**GIVEN PROBLEM**
How many lines in the entries below contain the word "Trace"? Reply with the number alone.

**PROVIDED MATERIAL**
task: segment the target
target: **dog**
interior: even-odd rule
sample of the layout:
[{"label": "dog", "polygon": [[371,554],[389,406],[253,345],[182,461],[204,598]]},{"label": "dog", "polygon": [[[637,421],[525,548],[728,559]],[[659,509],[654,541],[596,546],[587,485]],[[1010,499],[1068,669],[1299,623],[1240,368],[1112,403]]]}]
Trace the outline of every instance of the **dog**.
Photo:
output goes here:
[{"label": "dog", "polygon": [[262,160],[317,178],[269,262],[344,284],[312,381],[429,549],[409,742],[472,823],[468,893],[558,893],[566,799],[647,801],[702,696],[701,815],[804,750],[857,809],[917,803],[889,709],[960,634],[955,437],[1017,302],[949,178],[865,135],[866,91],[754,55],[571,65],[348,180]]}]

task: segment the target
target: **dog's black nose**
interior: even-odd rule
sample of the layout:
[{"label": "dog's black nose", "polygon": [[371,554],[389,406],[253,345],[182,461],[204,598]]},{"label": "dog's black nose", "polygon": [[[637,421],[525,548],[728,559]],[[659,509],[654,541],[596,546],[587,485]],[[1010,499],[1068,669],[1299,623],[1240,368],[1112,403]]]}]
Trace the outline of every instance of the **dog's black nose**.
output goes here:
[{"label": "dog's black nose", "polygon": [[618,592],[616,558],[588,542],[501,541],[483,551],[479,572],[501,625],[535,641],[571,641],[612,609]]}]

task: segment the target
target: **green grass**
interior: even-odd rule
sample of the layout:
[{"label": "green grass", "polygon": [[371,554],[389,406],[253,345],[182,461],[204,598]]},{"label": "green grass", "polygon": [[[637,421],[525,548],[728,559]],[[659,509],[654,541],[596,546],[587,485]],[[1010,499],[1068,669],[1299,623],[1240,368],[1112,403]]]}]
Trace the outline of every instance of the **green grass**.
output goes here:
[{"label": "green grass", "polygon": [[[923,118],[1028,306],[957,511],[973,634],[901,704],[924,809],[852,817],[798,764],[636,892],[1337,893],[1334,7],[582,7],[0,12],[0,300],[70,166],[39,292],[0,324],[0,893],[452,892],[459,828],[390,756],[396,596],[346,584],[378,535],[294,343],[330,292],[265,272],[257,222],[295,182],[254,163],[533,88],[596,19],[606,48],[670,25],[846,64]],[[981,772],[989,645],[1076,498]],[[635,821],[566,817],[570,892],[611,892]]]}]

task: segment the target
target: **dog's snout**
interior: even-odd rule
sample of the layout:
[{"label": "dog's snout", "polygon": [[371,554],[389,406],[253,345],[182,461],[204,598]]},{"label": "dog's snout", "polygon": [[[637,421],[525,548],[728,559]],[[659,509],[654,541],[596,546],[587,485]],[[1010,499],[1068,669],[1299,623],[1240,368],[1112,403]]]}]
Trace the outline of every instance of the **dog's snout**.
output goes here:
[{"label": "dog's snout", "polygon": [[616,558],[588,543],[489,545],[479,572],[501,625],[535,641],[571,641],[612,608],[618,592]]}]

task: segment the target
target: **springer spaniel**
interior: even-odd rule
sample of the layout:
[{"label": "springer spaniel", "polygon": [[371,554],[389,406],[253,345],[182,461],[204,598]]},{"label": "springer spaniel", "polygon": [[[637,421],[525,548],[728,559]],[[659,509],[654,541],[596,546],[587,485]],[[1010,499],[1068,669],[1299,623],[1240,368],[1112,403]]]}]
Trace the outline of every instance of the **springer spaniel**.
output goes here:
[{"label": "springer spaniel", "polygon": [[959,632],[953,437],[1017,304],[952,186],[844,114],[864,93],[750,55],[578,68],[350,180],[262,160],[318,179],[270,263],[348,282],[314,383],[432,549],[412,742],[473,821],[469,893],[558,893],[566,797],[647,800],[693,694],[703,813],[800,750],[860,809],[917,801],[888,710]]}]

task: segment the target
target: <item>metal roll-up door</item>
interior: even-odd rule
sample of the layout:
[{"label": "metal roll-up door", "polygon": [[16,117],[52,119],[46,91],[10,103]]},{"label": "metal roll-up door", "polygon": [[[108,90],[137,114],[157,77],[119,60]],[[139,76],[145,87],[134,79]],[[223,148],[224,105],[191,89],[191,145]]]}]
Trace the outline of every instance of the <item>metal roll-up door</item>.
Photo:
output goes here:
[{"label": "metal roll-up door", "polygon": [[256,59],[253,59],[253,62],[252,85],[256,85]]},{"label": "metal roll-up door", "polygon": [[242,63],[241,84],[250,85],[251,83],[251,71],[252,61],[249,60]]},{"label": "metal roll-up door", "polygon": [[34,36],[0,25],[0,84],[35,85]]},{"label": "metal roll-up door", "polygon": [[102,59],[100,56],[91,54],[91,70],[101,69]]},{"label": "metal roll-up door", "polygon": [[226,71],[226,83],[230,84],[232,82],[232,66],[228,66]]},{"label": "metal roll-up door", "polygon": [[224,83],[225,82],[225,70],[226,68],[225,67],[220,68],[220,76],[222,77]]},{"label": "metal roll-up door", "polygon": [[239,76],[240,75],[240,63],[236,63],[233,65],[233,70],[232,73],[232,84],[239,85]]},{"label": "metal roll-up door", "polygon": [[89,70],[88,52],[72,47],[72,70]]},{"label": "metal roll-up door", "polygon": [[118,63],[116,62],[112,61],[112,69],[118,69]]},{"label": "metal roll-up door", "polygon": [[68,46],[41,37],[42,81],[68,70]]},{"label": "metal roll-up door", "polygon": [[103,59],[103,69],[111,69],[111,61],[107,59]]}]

**SOLUTION TO THIS EXERCISE**
6